ACTIVITY
Repeat nothing but the line containing "Drop a marker on every instance of the wooden plank, one" and the lines that follow it, up to and including the last line of the data below.

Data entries
┏━━

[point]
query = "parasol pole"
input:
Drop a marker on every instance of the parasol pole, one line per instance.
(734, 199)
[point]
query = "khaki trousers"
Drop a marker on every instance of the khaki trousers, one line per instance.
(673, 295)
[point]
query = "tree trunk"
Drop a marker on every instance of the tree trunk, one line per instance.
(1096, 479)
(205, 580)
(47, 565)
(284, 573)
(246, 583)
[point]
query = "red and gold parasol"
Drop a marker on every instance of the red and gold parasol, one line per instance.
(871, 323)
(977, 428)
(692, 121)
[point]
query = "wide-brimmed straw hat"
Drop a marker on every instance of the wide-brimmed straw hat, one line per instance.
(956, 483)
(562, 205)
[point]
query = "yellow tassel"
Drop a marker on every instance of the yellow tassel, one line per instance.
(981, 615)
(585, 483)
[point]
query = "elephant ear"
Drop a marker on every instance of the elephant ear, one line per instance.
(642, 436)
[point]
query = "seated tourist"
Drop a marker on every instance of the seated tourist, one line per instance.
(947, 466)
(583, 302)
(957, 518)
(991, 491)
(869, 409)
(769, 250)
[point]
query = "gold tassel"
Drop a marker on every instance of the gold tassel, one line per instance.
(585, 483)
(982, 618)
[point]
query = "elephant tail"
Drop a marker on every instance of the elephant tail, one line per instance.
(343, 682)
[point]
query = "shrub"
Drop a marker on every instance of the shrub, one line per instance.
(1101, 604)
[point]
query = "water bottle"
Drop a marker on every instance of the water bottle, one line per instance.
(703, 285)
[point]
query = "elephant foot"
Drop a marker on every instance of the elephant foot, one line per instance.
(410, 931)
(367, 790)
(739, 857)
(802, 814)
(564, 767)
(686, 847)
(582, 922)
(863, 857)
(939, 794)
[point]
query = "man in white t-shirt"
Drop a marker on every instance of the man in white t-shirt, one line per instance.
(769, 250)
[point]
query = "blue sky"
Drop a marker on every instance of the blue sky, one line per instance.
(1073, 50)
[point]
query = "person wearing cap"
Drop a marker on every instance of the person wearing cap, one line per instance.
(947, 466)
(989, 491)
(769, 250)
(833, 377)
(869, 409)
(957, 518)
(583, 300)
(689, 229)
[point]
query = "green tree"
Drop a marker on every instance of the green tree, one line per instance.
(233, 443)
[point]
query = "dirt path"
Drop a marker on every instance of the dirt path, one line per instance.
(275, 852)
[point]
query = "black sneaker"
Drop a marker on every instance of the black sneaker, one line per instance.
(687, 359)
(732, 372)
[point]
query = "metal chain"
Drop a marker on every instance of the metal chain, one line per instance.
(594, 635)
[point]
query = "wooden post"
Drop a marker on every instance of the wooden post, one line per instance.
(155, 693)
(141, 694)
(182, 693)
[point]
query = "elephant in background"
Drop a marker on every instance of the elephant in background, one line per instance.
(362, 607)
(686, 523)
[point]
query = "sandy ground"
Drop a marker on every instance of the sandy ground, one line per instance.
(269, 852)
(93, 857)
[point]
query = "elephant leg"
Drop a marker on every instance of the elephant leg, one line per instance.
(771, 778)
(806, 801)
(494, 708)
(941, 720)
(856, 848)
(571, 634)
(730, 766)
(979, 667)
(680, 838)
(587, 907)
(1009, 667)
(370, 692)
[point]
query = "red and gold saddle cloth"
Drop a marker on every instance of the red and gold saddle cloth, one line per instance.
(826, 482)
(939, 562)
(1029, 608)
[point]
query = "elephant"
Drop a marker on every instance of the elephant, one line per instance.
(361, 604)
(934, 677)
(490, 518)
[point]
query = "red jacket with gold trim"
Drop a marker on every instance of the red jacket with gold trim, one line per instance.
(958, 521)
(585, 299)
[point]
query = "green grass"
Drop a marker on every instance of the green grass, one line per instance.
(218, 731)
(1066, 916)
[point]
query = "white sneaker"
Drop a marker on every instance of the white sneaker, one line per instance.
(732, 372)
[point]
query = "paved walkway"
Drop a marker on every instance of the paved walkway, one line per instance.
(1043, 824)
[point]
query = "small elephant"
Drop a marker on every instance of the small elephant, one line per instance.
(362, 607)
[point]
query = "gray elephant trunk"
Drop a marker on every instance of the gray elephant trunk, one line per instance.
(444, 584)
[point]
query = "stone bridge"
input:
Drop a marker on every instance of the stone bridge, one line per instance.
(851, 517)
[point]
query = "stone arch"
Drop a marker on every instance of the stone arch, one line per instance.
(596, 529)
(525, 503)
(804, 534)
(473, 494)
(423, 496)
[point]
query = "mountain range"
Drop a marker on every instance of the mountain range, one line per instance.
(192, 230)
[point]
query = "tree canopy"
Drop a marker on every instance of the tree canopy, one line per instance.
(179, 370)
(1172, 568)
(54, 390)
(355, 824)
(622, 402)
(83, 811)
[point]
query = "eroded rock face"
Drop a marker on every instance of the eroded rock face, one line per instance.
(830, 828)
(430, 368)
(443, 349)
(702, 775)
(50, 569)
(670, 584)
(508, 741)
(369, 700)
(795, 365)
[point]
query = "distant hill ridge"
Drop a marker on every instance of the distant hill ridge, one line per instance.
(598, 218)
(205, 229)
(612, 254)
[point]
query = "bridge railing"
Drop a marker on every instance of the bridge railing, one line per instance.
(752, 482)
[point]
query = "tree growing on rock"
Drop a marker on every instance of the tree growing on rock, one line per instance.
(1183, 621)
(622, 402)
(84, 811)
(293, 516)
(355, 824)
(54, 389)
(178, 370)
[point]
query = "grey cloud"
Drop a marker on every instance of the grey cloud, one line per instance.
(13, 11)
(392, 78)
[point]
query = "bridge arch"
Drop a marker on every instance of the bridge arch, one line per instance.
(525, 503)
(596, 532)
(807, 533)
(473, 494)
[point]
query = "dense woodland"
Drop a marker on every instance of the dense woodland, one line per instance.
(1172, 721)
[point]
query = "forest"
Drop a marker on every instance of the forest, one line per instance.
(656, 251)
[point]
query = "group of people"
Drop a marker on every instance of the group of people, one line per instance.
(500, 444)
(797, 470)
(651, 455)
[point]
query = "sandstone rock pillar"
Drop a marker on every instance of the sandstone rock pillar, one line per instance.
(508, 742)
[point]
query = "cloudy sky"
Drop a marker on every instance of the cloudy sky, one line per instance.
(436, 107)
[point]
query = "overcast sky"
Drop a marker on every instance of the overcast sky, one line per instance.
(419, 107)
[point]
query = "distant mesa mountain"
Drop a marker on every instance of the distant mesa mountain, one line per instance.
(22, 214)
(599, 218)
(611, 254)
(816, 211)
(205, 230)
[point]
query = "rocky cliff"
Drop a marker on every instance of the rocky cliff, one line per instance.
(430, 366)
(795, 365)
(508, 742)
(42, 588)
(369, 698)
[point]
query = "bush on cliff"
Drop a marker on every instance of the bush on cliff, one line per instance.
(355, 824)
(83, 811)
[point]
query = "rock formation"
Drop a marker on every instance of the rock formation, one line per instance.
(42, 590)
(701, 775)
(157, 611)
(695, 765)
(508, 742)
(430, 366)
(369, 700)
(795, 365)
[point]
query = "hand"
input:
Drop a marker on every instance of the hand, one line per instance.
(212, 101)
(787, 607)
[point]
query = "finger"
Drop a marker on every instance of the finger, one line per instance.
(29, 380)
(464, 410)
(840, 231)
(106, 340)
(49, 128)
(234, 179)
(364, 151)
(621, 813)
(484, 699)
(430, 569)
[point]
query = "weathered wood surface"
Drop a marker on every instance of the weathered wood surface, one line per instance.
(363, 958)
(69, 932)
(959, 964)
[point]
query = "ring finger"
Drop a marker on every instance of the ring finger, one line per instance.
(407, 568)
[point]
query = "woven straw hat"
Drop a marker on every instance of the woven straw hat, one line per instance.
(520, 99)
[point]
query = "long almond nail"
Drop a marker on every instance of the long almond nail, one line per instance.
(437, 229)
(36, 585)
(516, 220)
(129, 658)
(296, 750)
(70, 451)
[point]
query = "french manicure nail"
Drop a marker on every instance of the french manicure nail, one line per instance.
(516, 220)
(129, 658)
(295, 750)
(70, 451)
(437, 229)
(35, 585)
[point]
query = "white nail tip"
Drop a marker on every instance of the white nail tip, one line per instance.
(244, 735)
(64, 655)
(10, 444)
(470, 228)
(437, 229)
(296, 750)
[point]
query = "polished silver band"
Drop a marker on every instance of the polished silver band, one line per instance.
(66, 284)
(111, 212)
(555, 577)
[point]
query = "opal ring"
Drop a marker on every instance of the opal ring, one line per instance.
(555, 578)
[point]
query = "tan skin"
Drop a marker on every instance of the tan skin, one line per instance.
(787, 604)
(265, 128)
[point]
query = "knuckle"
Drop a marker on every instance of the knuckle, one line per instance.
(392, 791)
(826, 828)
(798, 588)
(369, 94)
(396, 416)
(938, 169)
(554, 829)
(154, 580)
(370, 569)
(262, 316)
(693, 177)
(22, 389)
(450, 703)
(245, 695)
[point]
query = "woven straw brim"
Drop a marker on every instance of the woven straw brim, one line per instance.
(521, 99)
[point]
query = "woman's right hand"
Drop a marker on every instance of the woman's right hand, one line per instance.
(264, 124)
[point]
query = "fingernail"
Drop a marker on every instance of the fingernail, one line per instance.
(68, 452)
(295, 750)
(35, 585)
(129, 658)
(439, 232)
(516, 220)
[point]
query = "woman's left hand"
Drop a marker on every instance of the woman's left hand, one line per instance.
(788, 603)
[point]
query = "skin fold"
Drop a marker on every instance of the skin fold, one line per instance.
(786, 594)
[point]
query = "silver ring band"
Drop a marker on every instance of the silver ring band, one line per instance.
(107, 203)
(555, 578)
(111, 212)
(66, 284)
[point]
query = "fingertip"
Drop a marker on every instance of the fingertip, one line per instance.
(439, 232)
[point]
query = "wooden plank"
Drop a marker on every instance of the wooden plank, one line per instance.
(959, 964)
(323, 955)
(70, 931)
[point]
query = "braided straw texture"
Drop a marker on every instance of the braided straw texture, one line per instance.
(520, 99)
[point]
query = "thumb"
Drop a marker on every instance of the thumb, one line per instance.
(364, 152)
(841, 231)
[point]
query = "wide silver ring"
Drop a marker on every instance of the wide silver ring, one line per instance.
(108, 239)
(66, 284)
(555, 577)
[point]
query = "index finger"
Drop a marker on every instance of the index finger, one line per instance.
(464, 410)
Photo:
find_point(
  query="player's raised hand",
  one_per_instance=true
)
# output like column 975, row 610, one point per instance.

┗━━

RESPONSE
Drop a marker on every instance of the wooden plank, one line per instance.
(959, 964)
(323, 955)
(70, 931)
[point]
query = "braided straw texture"
Drop a marker on every instance of the braided straw texture, one line per instance.
(520, 99)
[point]
query = "thumb"
Drop a marker on every instance of the thumb, one line per instance.
(364, 152)
(841, 231)
[point]
query = "wide silver ring"
Drop a marker on every instance of the wide silver ring, one line per instance.
(108, 239)
(66, 284)
(555, 577)
[point]
query = "index finger"
Drop a marker on every instance of the index finger, one line per instance.
(464, 410)
Photo:
find_point(
  query="player's raised hand",
  one_per_instance=true
)
# output like column 975, row 610, one point per instance.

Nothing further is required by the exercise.